> _WHAT IS NEEDED_
Can you convert the records into a numbered list, starting at the very beginning of the records and ending at the line containing "[607,461,739,750]", with both ends included and any blank lines omitted?

> _DATA RECORDS_
+++
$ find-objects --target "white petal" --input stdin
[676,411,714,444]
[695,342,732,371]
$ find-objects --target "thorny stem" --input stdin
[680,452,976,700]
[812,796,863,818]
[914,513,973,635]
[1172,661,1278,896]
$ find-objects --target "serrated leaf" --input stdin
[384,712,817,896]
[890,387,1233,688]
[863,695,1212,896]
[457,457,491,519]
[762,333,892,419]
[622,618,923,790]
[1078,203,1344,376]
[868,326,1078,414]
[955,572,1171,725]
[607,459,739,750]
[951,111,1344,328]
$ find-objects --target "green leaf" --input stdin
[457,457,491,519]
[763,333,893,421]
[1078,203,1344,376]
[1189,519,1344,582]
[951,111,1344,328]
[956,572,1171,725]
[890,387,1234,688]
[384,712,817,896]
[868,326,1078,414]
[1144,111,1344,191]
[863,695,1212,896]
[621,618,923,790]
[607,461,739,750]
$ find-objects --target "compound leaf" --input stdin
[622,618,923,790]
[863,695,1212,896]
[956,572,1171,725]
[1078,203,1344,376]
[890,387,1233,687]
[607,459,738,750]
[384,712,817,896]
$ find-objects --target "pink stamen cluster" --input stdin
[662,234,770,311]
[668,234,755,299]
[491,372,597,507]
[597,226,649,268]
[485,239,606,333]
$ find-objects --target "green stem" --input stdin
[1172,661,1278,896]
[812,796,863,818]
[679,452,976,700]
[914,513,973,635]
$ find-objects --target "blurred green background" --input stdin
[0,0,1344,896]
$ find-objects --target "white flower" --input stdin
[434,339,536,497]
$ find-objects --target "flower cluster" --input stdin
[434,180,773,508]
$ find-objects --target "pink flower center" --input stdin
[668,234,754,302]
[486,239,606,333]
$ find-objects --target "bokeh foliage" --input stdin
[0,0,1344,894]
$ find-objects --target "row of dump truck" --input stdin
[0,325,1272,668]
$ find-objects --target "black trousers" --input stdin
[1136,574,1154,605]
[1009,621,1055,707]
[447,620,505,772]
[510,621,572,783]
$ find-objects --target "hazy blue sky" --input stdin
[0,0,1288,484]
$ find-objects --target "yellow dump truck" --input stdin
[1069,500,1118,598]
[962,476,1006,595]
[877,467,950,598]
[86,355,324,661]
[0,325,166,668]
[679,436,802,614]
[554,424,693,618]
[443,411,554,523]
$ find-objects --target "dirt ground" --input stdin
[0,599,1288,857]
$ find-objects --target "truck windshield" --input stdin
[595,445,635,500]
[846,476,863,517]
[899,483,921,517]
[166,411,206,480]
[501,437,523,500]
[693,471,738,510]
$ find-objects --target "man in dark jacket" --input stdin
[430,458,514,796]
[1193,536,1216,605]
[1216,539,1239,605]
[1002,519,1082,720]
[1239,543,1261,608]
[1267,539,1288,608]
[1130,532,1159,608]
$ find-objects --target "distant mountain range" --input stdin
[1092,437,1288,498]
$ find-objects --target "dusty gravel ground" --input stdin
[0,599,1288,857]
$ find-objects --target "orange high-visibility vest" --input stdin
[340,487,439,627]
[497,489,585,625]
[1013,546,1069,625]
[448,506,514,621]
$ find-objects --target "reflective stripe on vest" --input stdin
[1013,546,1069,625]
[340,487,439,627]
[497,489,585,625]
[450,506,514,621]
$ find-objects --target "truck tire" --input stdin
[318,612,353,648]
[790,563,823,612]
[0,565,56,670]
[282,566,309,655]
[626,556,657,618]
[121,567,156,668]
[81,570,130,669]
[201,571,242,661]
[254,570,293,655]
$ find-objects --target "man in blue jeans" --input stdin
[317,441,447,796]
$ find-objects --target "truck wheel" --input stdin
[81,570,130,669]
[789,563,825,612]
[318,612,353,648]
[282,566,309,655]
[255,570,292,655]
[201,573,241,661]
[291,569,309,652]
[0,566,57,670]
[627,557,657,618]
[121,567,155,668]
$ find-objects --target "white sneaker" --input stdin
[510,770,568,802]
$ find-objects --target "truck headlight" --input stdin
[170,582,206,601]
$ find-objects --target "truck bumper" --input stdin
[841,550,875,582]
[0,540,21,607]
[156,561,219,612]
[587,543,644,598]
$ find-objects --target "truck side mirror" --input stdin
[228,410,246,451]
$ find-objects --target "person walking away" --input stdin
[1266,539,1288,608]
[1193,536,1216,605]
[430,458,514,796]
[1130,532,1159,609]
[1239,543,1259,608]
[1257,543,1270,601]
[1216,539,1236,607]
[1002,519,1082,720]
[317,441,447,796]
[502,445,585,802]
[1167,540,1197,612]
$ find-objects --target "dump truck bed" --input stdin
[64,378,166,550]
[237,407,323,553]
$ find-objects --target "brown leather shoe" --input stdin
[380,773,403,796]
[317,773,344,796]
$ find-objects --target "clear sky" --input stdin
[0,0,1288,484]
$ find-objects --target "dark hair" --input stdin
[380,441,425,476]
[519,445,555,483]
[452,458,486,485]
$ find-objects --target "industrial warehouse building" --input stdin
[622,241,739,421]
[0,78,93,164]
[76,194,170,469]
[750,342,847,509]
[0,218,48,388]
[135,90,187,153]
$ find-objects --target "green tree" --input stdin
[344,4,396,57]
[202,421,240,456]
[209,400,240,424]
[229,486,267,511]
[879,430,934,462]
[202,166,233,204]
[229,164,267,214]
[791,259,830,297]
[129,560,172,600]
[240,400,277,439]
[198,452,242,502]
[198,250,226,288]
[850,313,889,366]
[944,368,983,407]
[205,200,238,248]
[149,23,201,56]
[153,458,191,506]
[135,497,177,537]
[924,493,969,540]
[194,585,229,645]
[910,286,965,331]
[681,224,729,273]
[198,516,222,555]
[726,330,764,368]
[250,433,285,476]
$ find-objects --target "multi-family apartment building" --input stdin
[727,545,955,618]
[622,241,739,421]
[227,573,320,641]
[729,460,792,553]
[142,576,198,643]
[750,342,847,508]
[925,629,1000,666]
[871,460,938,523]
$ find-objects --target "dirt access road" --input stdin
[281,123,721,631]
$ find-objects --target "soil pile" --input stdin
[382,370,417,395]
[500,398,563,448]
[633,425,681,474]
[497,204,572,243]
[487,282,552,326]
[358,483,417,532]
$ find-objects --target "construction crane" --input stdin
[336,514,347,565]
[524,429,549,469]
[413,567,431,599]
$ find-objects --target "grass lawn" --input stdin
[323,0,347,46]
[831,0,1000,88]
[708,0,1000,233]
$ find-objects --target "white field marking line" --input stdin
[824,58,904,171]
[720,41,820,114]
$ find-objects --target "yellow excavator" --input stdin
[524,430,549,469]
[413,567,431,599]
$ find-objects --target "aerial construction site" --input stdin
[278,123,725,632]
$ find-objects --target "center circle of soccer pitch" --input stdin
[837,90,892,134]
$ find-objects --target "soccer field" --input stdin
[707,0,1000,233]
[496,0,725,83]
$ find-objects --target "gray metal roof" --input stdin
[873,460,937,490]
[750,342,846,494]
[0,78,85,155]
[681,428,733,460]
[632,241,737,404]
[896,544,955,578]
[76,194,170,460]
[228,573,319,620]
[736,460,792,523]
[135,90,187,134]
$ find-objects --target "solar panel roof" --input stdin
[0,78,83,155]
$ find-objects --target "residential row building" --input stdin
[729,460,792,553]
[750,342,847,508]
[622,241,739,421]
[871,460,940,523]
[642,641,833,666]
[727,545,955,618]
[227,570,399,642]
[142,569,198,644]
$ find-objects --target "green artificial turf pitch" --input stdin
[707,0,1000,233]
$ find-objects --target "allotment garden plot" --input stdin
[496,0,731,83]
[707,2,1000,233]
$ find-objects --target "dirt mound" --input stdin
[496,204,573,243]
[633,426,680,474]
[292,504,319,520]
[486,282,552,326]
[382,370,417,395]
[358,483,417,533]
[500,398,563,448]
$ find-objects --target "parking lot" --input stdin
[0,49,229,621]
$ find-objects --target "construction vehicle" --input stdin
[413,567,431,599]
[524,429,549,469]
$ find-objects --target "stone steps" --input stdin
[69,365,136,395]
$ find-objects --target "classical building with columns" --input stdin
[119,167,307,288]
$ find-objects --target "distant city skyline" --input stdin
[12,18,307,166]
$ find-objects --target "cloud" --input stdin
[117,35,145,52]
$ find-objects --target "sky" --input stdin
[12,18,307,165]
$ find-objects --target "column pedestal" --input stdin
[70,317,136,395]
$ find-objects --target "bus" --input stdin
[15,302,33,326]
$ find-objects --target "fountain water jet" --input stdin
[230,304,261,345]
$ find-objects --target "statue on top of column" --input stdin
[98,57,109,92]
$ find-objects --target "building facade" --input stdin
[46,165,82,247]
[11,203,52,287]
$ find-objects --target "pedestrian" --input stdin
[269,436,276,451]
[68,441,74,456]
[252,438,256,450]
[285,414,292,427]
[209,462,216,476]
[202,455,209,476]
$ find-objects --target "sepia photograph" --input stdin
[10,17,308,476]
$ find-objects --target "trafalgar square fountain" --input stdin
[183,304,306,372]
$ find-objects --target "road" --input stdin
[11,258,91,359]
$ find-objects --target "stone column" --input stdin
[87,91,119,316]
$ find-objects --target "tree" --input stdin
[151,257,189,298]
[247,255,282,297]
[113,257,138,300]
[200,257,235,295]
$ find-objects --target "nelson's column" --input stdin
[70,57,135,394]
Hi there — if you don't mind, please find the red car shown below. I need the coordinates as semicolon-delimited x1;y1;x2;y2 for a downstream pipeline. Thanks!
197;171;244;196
+++
> _TASK ANSWER_
1. $ find-objects --target "white petal" --input stdin
2. [676,411,714,444]
3. [695,342,732,371]
4. $ find-objects --target "thorny stem" --input stdin
5. [680,452,976,700]
6. [812,796,863,818]
7. [914,513,973,635]
8. [1172,661,1278,896]
9. $ find-objects --target "serrated leaf" --input stdin
10. [384,712,817,896]
11. [890,387,1233,688]
12. [863,695,1212,896]
13. [457,457,491,519]
14. [762,333,892,419]
15. [622,618,923,790]
16. [1078,203,1344,376]
17. [868,326,1078,414]
18. [955,572,1171,725]
19. [607,459,739,750]
20. [951,111,1344,328]
21. $ find-objects --target "green leaf" --input stdin
22. [457,457,491,519]
23. [763,333,893,421]
24. [1078,203,1344,376]
25. [1189,519,1344,582]
26. [951,111,1344,328]
27. [956,572,1171,725]
28. [890,387,1234,688]
29. [384,712,817,896]
30. [868,326,1078,414]
31. [1144,111,1344,191]
32. [863,695,1212,896]
33. [621,618,923,790]
34. [607,461,739,750]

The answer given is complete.